▶ [Short exercise] Everything from the line that holds "Could you point out the fuchsia" through the end of the data below should be output exactly, both ends included.

▶ [Data rows]
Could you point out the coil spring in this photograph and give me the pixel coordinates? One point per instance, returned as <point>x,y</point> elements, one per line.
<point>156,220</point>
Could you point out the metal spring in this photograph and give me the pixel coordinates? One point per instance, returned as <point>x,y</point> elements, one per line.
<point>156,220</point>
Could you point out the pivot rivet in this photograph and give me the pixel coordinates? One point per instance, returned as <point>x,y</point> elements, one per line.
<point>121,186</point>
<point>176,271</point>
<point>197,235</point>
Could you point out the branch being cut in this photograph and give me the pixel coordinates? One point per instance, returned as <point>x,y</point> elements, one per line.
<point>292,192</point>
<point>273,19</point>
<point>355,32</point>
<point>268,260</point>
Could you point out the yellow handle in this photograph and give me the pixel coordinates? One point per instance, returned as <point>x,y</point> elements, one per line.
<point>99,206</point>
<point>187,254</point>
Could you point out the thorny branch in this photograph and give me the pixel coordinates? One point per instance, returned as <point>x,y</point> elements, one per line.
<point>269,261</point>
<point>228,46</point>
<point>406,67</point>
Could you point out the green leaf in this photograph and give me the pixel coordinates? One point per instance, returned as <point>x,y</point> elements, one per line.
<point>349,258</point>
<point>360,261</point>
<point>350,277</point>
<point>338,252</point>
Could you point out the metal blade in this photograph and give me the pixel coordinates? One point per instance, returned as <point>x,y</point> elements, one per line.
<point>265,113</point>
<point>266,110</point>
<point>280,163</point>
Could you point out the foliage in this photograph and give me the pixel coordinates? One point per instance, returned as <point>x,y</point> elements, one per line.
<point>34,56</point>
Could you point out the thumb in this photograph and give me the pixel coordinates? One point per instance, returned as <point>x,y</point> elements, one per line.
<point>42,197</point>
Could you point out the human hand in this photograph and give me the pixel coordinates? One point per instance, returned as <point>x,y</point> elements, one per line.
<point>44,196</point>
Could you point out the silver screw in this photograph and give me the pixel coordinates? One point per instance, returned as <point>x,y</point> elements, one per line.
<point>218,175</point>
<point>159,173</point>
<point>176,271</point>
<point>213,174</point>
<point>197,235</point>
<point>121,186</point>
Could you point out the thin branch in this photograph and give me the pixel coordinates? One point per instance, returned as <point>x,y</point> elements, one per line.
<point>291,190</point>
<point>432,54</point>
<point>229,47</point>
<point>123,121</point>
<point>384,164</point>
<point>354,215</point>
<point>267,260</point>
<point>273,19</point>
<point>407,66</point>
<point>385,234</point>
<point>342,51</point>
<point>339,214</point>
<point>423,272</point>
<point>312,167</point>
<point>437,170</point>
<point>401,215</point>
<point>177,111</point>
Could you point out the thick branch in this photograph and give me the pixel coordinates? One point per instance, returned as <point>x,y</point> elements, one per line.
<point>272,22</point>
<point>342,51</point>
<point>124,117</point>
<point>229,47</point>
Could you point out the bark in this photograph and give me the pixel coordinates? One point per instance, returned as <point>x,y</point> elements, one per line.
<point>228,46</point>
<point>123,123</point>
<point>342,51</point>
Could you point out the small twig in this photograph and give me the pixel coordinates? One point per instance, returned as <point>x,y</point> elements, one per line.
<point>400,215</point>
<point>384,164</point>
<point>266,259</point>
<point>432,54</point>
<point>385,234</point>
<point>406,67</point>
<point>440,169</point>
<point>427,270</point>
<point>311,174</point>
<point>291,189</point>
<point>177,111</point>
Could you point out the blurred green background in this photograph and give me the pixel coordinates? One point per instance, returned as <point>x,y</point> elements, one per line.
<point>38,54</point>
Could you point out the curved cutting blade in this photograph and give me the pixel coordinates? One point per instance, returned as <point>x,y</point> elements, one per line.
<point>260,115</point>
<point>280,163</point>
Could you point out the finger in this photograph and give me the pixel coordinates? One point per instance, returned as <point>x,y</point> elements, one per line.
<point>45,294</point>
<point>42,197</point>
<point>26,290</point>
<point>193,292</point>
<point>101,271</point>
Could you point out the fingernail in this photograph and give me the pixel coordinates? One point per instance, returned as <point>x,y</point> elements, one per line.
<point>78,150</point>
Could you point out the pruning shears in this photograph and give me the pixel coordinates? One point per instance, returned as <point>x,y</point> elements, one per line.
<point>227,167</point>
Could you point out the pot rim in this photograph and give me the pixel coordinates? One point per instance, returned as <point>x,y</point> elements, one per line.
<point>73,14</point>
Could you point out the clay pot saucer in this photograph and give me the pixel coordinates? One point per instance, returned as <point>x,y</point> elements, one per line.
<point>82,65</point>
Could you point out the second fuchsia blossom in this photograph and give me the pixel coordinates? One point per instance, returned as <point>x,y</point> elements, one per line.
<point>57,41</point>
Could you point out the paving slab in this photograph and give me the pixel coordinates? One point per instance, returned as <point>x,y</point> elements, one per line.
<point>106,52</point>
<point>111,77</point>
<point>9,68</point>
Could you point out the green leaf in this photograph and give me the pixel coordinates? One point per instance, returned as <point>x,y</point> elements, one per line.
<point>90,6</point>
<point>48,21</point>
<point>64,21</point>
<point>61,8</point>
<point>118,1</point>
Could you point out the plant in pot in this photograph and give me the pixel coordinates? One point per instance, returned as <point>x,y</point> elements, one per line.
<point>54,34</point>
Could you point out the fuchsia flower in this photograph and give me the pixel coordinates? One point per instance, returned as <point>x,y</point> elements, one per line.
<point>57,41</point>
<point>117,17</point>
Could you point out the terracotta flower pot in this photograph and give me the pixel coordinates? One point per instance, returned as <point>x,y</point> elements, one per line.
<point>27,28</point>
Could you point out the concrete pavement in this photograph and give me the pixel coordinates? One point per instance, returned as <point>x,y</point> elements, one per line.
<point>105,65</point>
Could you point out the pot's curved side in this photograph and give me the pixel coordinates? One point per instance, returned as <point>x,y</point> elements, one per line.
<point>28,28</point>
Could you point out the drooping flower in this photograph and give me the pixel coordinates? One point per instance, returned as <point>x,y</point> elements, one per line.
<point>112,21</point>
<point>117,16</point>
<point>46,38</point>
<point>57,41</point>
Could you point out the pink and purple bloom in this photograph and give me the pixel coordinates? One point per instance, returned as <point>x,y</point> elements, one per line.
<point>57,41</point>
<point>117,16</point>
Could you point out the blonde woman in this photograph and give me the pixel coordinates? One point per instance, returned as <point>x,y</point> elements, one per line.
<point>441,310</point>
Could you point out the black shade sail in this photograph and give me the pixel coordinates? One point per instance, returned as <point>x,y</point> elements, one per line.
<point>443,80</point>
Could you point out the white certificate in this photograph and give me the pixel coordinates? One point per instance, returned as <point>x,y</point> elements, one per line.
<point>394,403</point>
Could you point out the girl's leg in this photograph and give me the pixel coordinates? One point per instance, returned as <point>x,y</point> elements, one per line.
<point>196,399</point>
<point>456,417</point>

▶ [Answer to this task]
Could you point out the fuchsia flower in this photograph and give me the pixel coordinates? One point per instance, returned as <point>x,y</point> elements, one per line.
<point>57,41</point>
<point>117,17</point>
Could you point out the terracotta flower pot in this photograph and give me the pixel coordinates? One point per instance, returned as <point>x,y</point> elements, one per line.
<point>27,28</point>
Could you point out the concrete pavement in this photograph and give me the pixel coordinates? One point per instance, returned as <point>x,y</point> elements, one per line.
<point>105,65</point>
Could you point out the pot's curved side in this photograph and give me the pixel coordinates? One point per instance, returned as <point>x,y</point> elements, one per line.
<point>28,28</point>
Could you point out the drooping flower in this photograph and give me the pixel coordinates? One point per instance, returned as <point>x,y</point> elements, one per line.
<point>112,21</point>
<point>117,16</point>
<point>46,38</point>
<point>57,41</point>
Could you point out the pink and purple bloom in this photograph and give me the pixel coordinates? One point per instance, returned as <point>x,y</point> elements, one per line.
<point>57,41</point>
<point>117,16</point>
Could you point out the blonde woman in this photograph and give me the pixel coordinates? One point per instance, returned as <point>x,y</point> elements, one per line.
<point>441,310</point>
Could you point out the black shade sail in this photograph and give me the pixel coordinates? One point per instance, returned as <point>x,y</point> elements, one per line.
<point>443,80</point>
Could you point out the white certificate in this photograph and give me the pixel coordinates? One point per instance, returned as <point>x,y</point> elements, one per line.
<point>394,403</point>
Could you point out the girl's leg in this photograph and give me the pixel coordinates? One point per instance, returned as <point>x,y</point> elements, one per line.
<point>196,399</point>
<point>456,417</point>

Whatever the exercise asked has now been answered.